** Start EXTRACTED DATA **

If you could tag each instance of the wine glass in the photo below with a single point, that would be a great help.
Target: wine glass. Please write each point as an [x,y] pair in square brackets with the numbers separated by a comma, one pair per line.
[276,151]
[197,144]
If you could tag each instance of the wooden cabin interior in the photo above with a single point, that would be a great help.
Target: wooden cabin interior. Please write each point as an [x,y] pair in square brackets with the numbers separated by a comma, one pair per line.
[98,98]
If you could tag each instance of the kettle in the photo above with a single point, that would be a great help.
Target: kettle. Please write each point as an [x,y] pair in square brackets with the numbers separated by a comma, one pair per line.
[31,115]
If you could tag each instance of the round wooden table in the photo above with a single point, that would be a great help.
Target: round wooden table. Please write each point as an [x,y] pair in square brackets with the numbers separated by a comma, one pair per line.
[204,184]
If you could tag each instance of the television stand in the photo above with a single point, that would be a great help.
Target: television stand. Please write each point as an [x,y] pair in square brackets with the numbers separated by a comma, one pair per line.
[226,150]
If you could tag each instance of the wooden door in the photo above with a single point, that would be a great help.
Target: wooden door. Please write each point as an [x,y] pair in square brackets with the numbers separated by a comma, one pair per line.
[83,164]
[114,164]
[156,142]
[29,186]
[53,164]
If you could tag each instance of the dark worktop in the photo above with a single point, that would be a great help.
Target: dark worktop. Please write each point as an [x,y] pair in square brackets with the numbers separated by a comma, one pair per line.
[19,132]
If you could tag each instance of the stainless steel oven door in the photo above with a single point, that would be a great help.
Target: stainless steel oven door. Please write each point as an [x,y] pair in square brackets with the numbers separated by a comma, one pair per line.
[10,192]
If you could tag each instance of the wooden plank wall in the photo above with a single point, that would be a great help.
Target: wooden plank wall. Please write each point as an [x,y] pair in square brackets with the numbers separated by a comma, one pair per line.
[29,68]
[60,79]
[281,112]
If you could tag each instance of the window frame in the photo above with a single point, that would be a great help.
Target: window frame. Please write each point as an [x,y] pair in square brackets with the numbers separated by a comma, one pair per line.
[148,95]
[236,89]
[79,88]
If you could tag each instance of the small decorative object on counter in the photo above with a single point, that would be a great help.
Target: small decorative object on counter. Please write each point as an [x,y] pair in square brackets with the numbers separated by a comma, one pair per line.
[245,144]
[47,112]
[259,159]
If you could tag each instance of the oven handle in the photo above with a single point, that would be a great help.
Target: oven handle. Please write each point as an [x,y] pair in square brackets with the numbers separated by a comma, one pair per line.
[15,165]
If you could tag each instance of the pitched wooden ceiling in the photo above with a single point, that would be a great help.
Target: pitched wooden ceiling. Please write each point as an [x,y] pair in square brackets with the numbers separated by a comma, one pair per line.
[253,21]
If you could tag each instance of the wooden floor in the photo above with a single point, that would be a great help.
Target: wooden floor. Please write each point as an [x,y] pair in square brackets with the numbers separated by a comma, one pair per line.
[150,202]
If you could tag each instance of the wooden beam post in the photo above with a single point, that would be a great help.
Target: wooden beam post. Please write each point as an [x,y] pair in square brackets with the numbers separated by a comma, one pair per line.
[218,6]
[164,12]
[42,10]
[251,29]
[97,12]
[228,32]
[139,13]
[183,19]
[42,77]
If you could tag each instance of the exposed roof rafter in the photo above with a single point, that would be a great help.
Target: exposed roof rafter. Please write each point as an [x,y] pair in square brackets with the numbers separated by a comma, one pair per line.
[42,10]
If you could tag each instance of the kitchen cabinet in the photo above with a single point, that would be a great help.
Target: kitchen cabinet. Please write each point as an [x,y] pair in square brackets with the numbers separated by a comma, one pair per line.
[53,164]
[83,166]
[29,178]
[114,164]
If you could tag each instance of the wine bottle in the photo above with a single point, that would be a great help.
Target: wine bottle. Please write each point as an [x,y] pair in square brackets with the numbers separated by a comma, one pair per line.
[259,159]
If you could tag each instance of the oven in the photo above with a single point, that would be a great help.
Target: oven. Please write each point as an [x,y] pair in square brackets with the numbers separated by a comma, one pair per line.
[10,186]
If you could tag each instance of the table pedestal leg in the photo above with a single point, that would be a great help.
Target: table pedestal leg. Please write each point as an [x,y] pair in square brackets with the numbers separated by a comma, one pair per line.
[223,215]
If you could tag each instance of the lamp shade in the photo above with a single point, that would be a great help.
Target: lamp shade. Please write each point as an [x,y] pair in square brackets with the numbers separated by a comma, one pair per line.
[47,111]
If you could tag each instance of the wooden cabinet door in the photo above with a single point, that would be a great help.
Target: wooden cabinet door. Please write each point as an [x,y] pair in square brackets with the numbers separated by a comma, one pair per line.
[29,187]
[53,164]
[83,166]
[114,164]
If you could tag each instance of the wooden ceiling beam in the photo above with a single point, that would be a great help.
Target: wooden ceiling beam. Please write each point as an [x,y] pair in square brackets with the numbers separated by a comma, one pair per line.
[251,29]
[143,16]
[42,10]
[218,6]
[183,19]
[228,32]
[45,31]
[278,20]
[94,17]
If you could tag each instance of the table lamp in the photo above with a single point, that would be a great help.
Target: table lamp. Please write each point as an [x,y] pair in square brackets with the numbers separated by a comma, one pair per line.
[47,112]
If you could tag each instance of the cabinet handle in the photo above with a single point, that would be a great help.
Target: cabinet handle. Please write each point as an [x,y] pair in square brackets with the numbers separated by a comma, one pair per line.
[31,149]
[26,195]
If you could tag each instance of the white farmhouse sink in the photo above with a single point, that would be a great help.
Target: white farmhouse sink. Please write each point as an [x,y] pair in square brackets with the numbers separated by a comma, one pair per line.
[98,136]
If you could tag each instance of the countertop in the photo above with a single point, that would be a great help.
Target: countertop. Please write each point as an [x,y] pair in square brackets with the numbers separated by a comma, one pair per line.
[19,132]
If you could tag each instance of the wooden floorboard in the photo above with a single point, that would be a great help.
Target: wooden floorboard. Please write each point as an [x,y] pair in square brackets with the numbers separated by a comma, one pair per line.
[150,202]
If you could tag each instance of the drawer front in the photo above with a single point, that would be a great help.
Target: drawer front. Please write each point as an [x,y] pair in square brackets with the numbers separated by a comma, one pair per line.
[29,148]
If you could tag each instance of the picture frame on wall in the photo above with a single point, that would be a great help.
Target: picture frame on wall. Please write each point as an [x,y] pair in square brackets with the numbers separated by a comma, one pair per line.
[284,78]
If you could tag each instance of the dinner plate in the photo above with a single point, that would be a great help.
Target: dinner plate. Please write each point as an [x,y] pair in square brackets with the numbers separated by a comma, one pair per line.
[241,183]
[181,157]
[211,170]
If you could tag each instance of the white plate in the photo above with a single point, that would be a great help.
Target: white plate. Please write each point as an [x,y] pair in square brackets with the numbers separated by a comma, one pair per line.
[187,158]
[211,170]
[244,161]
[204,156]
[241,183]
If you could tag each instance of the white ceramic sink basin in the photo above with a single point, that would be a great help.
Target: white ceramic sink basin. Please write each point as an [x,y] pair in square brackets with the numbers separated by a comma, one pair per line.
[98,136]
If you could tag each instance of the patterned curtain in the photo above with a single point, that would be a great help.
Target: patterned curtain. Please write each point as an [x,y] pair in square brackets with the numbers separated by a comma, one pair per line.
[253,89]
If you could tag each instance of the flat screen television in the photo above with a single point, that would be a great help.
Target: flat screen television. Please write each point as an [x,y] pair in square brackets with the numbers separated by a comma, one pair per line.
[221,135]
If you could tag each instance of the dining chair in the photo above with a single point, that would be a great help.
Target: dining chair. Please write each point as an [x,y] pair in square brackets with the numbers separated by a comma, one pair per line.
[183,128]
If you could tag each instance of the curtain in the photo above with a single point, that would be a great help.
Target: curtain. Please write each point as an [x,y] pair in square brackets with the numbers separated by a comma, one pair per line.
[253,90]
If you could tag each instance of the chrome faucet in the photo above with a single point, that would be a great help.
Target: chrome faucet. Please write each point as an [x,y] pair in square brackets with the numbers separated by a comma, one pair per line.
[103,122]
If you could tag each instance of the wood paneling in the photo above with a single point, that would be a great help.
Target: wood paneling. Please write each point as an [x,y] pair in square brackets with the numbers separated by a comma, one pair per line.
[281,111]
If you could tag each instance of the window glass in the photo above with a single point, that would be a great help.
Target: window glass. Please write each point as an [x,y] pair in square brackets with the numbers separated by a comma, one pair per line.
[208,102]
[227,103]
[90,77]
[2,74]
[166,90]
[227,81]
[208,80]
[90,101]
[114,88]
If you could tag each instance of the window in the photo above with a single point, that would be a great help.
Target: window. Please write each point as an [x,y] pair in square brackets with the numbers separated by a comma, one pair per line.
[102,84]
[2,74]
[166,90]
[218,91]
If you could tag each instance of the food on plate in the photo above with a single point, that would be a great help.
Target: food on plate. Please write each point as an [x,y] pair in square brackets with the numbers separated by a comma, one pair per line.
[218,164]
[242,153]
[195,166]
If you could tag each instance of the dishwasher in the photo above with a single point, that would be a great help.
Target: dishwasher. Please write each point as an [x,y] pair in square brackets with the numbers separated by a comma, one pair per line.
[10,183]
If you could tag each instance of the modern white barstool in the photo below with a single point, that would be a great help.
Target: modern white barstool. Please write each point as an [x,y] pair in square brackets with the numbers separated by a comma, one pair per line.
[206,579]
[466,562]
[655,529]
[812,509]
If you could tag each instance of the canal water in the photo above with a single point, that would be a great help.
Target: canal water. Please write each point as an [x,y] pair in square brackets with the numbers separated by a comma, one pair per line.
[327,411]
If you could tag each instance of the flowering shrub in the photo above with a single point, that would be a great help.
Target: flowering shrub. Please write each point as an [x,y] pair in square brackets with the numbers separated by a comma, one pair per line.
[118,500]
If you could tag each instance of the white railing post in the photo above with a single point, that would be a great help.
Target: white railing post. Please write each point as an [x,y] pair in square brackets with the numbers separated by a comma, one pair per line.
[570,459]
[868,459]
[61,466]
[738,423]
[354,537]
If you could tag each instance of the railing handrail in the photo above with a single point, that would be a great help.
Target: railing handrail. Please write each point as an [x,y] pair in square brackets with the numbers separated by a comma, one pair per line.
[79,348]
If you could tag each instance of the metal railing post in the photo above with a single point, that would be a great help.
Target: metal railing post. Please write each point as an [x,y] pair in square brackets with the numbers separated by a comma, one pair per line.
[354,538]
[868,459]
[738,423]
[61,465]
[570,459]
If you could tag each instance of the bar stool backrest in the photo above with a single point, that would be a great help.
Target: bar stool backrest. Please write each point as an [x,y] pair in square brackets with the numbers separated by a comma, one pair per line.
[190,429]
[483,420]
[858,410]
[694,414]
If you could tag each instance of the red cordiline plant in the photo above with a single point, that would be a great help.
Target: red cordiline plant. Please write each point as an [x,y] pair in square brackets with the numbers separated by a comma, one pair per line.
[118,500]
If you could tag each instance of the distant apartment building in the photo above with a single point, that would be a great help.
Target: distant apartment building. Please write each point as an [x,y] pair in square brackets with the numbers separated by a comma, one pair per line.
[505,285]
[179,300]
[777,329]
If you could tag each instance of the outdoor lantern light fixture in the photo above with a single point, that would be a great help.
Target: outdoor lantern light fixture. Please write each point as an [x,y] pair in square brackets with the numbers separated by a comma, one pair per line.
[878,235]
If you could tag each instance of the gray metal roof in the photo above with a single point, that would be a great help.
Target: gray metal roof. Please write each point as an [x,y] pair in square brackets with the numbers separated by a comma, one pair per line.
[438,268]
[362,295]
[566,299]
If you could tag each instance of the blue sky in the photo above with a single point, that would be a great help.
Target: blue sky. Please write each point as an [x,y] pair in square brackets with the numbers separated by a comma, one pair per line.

** End EXTRACTED DATA **

:: WHAT YOU SHOULD DO ::
Look above for the line that holds "If you could tag each instance of the railing", then copy it and each line after it exactly, through the last line of the data.

:: ANSWER TO THIS EXERCISE ::
If you could tag each instance of the railing handrail in the photo above with a single point, that would be a great help.
Target: railing handrail. Please write each point as an [x,y] pair in square brackets with the numbers separated by a comma, one pair per line.
[79,348]
If you could tag each instance of the metal railing post in the photo above with a single point, that would be a great help.
Target: metal railing post. Please write each point as an [x,y] pair in square brackets with the numbers separated by a comma, one pair per line.
[354,538]
[868,459]
[738,423]
[61,465]
[570,459]
If you could tag each instance of the bar stool backrest in the photo above with a single point, that would be a great help.
Target: bar stool backrest. Please write each point as an [x,y] pair in square brackets with the numbers separated by a comma, one pair per line.
[190,429]
[483,420]
[858,410]
[694,414]
If you could tag each instance of the red cordiline plant in the photo above with a single point, that would be a great help.
Target: red cordiline plant. Please write each point as an [x,y] pair in square brackets with the numbers separated by a comma, one pair per line.
[118,500]
If you could tag each instance of the distant apartment building in the photo above with a single point, that would be a great help.
Target: distant apartment building. Please write each point as an [x,y] pair in square brackets with the numbers separated by a comma, one pair per line.
[505,285]
[179,300]
[777,329]
If you could tag each instance of the outdoor lantern light fixture in the photo above with a single point, that would be a great help.
Target: outdoor lantern light fixture. Please write each point as an [x,y] pair in square brackets with the numbers separated by a comma, one pair per line.
[878,235]
If you could tag each instance of the gray metal roof in the photo above with a single point, that would be a great help.
Target: gray metal roof. Please write each point as an [x,y] pair in square brackets with the numbers separated by a comma, one pair per line.
[438,268]
[362,295]
[566,299]
If you could tag each instance of the blue sky in the photo above with a single point, that would be a great help.
Target: blue sky. Please write each point as an [x,y] pair in square brackets with the numbers separated by a comma, one pair per line.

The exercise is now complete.